Pick out each line in the rows below that contains the word "small" and copy those lines.

Rows:
* * * * *

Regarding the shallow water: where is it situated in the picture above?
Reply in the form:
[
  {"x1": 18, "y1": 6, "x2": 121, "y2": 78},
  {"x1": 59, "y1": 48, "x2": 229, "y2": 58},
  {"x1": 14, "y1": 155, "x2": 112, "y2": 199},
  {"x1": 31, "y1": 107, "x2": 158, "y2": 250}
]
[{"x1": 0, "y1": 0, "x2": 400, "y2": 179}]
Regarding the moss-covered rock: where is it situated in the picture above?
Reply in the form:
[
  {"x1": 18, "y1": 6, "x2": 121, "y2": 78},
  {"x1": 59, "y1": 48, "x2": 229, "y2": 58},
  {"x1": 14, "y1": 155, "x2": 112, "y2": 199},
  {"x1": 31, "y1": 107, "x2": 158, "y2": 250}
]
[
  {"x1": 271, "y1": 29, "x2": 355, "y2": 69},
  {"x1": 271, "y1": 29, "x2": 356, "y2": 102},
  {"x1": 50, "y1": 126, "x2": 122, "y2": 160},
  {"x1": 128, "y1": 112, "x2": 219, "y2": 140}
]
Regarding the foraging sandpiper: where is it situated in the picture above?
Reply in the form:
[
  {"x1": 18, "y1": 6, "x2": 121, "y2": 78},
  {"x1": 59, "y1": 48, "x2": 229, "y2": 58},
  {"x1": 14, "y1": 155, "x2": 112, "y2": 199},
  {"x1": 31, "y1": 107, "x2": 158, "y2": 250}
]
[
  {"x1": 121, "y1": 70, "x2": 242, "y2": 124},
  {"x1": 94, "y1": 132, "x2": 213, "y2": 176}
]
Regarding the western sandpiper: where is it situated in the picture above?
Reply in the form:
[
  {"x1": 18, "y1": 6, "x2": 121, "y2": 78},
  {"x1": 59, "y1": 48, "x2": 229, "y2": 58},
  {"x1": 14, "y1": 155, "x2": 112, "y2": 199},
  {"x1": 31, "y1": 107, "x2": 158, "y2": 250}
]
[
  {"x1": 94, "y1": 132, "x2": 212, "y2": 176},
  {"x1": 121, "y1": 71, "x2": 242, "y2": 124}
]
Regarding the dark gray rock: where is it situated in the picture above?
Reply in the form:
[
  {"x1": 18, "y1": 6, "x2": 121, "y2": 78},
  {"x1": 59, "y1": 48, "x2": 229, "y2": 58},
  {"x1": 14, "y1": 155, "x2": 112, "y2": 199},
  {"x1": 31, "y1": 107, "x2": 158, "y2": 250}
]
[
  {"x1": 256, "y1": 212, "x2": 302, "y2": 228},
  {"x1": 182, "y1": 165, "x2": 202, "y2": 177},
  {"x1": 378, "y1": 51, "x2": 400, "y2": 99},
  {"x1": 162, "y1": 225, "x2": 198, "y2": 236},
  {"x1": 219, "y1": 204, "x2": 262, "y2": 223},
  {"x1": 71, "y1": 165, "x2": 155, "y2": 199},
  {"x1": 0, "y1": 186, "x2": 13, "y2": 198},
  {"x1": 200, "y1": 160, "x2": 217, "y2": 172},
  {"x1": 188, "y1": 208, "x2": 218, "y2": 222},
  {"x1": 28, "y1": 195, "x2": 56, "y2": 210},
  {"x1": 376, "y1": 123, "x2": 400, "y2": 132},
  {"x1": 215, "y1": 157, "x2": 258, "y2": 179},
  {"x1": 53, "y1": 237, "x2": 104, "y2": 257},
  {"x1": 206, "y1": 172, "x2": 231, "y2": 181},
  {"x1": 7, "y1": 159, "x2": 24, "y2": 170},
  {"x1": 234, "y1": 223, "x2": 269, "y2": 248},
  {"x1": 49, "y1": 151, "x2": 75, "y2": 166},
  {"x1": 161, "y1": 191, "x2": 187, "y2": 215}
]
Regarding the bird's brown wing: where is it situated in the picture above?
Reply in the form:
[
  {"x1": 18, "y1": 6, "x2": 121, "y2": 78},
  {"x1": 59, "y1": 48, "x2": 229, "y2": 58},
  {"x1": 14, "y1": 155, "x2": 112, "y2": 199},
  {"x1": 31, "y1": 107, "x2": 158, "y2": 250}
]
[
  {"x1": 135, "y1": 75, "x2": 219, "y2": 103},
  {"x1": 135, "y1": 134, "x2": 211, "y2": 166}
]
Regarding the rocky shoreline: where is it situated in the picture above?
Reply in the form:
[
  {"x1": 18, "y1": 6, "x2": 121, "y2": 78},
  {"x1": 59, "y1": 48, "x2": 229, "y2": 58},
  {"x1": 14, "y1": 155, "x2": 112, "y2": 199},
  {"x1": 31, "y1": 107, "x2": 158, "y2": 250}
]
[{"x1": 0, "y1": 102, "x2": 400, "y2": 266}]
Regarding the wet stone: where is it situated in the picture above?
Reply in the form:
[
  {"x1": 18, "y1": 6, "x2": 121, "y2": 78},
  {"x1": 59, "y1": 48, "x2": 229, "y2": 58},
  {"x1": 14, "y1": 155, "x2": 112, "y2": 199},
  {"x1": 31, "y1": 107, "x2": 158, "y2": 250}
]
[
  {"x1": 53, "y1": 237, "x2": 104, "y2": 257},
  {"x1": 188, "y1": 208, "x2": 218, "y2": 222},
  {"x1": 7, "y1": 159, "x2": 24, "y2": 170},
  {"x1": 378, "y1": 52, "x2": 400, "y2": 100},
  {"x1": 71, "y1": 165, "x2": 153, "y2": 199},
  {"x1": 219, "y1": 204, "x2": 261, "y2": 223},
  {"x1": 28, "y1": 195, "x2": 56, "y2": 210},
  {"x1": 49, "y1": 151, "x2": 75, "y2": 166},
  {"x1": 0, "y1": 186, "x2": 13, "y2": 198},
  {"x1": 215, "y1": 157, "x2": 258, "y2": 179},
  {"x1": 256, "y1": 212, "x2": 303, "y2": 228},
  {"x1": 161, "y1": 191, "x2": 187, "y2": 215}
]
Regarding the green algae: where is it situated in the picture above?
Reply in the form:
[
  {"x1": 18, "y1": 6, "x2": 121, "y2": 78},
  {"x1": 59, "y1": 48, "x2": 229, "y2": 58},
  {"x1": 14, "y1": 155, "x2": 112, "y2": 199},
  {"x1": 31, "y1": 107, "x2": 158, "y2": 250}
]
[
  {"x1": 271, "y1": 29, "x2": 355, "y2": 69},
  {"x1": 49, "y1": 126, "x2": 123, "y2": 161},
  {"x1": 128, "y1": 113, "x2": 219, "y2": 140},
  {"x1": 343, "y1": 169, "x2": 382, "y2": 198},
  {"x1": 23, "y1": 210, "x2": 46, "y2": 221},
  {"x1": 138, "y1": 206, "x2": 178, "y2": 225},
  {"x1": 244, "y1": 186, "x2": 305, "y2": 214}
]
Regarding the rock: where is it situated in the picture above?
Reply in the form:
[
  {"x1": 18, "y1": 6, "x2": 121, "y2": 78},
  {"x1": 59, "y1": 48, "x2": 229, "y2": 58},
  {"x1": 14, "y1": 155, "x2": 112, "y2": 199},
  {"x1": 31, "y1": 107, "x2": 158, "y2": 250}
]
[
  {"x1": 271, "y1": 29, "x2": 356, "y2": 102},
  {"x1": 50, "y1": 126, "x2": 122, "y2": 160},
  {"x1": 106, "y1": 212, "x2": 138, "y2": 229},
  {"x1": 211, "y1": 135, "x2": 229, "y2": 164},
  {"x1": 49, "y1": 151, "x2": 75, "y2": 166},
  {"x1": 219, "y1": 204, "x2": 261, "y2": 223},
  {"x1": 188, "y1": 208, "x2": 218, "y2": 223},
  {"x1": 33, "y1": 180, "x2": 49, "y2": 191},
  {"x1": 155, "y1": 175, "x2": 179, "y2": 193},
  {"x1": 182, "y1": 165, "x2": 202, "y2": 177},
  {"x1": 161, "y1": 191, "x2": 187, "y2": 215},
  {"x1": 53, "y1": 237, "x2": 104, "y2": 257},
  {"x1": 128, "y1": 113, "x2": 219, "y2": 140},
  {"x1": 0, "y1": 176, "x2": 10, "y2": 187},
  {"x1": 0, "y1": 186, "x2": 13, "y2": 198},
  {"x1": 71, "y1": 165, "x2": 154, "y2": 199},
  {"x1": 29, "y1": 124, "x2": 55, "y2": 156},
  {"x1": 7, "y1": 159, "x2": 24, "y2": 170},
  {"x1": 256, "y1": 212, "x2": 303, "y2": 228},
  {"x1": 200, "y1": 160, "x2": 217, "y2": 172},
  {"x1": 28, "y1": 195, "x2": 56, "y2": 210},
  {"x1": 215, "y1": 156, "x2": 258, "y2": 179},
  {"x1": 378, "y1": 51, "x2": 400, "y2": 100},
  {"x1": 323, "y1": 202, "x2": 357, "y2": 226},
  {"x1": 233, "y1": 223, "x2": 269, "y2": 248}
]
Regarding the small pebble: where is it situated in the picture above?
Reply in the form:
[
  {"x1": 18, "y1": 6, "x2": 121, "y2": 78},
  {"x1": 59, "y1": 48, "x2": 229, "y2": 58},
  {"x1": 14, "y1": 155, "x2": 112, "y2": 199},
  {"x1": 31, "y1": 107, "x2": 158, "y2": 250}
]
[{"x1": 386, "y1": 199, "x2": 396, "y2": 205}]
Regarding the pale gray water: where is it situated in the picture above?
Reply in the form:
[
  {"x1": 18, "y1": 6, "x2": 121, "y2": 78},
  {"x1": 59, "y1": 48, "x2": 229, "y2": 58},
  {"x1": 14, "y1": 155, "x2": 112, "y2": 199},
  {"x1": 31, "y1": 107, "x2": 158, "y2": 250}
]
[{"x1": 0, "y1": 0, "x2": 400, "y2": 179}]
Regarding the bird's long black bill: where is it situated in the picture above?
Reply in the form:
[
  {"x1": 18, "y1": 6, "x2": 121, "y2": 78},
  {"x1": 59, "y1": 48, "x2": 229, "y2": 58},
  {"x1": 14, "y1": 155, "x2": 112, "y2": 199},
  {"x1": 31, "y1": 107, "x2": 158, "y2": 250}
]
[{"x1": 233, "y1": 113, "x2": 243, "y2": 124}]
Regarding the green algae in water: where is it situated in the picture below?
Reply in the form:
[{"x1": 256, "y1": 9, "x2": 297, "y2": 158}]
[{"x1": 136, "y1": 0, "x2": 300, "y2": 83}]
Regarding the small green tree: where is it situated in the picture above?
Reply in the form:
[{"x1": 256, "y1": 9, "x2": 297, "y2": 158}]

* * * * *

Result of this exercise:
Regarding the small pebble: where is it situated in the picture above?
Regarding the small green tree: where is it situated in the picture above?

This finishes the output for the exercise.